Return the entries below verbatim. Pictures stay out.

● Material for the task
══════

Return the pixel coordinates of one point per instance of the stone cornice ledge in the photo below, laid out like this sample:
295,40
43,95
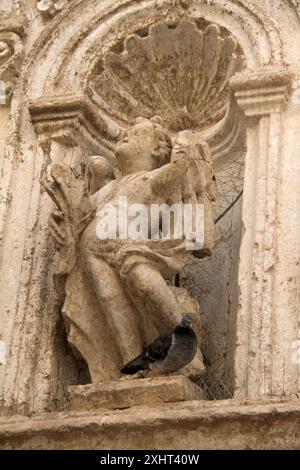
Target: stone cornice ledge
68,112
228,424
262,92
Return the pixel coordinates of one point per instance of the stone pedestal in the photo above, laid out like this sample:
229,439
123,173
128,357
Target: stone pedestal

══════

● Worked answer
Return the pixel coordinates of one point per instance of the stone cornice ledge in the photo below, laid out like this sample:
295,40
43,95
Target: stone cornice ledge
68,112
228,424
262,92
Return the pixel coordinates of one point per instance of the stone pedestal in the photo above, laid out like this sample:
229,439
123,173
128,357
Target: stone pedestal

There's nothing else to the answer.